- _To be done_:
Starting at the line that contains "backrest accordingly in the photo above." and continuing through the last line of the records below, lay out those lines as a JSON list of strings, one string per line, with blank lines left out.
==================================================
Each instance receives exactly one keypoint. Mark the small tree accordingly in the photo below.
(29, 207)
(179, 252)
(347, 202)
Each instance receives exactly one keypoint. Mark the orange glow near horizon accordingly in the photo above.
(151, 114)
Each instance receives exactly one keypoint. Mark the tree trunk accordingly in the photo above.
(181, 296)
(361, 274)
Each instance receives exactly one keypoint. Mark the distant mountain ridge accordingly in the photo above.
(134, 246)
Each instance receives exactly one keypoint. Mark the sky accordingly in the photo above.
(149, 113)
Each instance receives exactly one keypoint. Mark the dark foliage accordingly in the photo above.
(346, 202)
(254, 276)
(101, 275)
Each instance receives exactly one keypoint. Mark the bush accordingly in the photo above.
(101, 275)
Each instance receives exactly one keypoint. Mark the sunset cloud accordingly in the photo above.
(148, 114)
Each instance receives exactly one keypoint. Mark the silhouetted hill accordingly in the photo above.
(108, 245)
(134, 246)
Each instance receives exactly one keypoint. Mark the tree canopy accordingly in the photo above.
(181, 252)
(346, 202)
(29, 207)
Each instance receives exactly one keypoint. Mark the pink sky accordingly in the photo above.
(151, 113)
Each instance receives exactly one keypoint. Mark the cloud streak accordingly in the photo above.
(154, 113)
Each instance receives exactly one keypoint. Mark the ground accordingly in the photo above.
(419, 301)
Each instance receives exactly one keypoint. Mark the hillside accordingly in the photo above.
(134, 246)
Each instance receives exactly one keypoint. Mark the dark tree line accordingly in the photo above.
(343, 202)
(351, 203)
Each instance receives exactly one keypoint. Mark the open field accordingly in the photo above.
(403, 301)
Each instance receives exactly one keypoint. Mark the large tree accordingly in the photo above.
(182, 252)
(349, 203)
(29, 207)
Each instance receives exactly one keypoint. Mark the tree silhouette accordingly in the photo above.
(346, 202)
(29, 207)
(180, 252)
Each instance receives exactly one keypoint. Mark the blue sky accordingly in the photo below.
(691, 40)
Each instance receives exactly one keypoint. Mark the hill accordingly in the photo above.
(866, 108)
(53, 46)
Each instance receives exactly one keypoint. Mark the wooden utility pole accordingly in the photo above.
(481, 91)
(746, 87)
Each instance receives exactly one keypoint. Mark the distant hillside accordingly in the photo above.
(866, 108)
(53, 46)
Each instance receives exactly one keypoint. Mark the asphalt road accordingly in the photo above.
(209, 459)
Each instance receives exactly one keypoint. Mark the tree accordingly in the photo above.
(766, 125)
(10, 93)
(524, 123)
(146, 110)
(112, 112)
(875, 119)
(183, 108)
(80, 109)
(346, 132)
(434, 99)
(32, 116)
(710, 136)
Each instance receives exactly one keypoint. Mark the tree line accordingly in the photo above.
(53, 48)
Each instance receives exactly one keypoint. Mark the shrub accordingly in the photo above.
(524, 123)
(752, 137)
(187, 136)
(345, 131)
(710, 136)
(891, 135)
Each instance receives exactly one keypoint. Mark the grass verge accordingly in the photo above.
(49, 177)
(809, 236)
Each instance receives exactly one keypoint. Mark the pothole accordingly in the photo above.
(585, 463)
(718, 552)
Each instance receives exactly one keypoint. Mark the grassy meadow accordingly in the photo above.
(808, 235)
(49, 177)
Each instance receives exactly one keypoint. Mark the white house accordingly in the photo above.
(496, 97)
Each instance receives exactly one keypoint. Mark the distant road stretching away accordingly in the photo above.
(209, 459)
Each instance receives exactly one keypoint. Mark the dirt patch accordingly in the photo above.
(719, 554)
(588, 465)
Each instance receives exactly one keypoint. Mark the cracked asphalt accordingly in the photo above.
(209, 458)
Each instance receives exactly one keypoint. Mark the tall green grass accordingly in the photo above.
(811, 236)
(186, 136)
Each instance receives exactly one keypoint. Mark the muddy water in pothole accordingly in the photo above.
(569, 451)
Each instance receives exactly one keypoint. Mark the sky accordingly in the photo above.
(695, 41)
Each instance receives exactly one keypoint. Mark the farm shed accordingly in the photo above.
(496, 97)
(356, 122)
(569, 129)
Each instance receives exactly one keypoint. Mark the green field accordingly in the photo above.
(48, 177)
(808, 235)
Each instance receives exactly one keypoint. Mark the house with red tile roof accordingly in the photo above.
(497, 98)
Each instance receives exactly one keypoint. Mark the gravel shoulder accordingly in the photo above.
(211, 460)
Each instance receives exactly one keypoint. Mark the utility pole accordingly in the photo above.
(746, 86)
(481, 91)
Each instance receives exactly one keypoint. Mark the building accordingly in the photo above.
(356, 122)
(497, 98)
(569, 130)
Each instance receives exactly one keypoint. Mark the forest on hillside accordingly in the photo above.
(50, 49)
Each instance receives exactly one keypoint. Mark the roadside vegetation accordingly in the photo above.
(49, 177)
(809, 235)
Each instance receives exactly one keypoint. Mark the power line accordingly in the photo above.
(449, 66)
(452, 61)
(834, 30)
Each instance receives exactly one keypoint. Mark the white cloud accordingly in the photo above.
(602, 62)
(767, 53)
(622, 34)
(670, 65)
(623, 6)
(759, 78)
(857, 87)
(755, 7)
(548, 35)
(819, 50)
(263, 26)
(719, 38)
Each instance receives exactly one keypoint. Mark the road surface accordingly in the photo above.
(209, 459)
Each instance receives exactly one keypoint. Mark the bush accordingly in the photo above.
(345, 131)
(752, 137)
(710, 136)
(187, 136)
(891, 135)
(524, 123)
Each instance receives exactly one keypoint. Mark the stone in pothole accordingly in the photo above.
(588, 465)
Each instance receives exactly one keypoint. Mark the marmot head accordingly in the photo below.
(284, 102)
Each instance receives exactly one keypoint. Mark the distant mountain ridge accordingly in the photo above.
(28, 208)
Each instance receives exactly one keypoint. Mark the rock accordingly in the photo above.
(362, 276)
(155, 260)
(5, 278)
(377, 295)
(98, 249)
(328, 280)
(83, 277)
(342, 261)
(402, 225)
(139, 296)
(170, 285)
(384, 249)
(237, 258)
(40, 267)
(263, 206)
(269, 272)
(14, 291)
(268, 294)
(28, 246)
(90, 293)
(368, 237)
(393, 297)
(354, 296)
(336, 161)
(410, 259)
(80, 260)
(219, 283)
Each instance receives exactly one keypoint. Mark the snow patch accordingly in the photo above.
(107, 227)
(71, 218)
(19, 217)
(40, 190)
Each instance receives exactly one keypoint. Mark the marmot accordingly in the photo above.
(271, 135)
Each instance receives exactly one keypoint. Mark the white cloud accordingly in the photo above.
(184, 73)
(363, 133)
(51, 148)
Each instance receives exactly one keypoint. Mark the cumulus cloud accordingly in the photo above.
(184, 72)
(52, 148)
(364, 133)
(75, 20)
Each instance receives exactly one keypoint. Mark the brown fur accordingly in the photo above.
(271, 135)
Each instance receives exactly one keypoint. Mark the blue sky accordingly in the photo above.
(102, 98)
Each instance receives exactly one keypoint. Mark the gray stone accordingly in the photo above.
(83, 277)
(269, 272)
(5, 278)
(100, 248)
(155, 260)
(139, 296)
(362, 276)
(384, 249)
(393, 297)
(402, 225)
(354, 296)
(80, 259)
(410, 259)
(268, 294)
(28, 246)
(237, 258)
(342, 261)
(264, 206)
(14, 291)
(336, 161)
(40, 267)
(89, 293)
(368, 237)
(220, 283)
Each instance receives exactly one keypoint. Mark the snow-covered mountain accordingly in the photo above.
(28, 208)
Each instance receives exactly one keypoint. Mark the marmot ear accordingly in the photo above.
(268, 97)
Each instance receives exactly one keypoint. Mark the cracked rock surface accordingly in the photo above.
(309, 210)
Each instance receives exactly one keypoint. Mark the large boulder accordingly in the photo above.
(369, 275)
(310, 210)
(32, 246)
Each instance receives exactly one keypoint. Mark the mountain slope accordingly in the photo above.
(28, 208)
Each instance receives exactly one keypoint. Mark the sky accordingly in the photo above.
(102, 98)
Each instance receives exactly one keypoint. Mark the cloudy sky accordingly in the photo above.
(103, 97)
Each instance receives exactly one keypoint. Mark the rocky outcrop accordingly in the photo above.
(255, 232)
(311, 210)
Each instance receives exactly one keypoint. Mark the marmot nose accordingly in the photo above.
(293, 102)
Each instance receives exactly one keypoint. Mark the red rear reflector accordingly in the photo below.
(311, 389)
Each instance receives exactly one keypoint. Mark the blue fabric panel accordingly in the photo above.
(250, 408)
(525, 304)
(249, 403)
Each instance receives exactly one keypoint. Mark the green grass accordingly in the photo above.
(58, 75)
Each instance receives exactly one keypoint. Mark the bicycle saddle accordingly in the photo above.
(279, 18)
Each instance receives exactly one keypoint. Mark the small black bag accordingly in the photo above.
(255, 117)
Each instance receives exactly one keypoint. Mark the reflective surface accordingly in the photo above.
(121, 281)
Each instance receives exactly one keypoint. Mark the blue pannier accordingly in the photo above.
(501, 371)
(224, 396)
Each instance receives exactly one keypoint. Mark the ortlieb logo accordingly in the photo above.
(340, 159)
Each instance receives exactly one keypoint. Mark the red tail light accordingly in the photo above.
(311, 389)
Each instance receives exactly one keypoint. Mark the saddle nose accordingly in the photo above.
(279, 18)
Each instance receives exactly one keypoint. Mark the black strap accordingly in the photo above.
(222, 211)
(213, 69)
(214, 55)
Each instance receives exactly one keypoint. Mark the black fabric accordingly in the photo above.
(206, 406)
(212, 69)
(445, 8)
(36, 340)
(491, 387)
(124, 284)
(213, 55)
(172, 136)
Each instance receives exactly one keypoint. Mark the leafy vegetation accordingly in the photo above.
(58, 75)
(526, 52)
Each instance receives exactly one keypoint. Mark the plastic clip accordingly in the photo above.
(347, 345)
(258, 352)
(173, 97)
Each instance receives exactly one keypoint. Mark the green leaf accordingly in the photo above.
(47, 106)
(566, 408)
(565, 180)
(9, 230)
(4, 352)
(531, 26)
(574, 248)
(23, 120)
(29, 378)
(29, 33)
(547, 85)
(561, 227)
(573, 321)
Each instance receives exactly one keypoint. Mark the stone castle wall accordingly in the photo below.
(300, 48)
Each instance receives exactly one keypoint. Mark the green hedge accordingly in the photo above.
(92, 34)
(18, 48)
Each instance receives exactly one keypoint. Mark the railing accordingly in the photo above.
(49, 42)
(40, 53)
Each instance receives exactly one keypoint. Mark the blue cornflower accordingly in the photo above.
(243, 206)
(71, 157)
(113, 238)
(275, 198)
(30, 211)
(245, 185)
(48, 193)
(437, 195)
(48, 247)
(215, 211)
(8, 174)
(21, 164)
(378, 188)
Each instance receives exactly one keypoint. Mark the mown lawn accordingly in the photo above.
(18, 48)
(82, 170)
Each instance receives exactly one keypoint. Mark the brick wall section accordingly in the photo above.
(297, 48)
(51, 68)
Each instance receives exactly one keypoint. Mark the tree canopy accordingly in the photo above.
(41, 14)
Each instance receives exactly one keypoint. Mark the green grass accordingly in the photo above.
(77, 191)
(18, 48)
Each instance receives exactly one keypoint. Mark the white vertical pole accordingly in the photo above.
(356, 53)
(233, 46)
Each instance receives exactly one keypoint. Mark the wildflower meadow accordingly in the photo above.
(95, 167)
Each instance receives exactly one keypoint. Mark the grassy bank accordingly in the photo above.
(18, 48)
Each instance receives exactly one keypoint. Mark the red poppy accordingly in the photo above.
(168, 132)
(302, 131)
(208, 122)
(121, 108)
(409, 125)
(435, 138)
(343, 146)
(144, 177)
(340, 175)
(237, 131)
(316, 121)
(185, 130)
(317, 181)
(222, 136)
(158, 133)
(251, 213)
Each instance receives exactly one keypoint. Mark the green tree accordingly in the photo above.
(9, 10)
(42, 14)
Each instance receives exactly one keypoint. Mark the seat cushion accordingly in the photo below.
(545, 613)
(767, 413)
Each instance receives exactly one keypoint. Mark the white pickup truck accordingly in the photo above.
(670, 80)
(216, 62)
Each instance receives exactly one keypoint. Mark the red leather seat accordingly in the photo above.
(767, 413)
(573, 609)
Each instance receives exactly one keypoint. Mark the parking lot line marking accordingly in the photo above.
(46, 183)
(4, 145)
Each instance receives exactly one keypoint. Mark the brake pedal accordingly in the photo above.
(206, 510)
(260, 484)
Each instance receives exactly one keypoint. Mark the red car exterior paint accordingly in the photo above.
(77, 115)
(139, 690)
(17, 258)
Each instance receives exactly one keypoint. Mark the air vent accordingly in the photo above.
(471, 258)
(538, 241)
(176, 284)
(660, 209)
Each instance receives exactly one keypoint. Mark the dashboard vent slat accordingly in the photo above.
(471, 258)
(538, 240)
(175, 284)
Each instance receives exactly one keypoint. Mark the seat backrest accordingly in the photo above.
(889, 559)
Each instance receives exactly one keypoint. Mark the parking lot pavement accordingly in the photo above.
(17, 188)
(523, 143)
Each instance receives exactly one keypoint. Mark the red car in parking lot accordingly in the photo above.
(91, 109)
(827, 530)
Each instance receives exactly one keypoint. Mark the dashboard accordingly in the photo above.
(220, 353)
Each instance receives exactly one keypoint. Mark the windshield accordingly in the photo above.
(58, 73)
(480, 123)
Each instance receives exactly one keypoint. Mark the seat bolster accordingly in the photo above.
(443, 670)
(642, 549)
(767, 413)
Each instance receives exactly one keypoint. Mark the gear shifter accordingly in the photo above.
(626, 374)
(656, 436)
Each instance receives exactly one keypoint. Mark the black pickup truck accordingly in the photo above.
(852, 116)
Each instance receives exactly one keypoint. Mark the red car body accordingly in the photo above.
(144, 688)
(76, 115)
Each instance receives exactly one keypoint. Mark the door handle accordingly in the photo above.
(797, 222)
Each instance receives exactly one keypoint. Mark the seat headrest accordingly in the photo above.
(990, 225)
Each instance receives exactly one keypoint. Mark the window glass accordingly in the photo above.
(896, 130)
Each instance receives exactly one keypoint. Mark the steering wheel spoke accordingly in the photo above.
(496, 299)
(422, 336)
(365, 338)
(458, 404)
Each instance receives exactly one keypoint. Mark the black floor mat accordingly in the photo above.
==================================================
- _Answer_:
[
  "Each instance receives exactly one keypoint. Mark the seat backrest accordingly in the photo above.",
  "(889, 559)",
  "Each instance receives exactly one keypoint. Mark the parking lot pavement accordingly in the photo above.",
  "(17, 188)",
  "(523, 143)",
  "Each instance receives exactly one keypoint. Mark the red car in parking lot accordingly in the photo above.",
  "(91, 109)",
  "(827, 530)",
  "Each instance receives exactly one keypoint. Mark the dashboard accordingly in the photo above.",
  "(220, 353)",
  "Each instance receives exactly one keypoint. Mark the windshield accordingly in the photo above.",
  "(58, 73)",
  "(480, 123)",
  "Each instance receives exactly one keypoint. Mark the seat bolster accordingly in the photo above.",
  "(443, 670)",
  "(642, 549)",
  "(767, 413)",
  "Each instance receives exactly one keypoint. Mark the gear shifter accordingly in the photo above.",
  "(626, 374)",
  "(656, 436)",
  "Each instance receives exactly one keypoint. Mark the black pickup truck accordingly in the photo above.",
  "(852, 116)",
  "Each instance receives exactly one keypoint. Mark the red car body accordingly in the photo above.",
  "(144, 688)",
  "(76, 115)",
  "Each instance receives exactly one keypoint. Mark the door handle accordingly in the photo above.",
  "(797, 222)",
  "Each instance receives exactly one keypoint. Mark the seat headrest accordingly in the photo above.",
  "(990, 225)",
  "Each instance receives exactly one keypoint. Mark the window glass accordingly in the photo above.",
  "(896, 130)",
  "Each instance receives exactly one keypoint. Mark the steering wheel spoke accordingly in the photo above.",
  "(496, 299)",
  "(422, 336)",
  "(365, 338)",
  "(458, 404)",
  "Each instance receives exactly one keypoint. Mark the black floor mat accordingly in the photo above."
]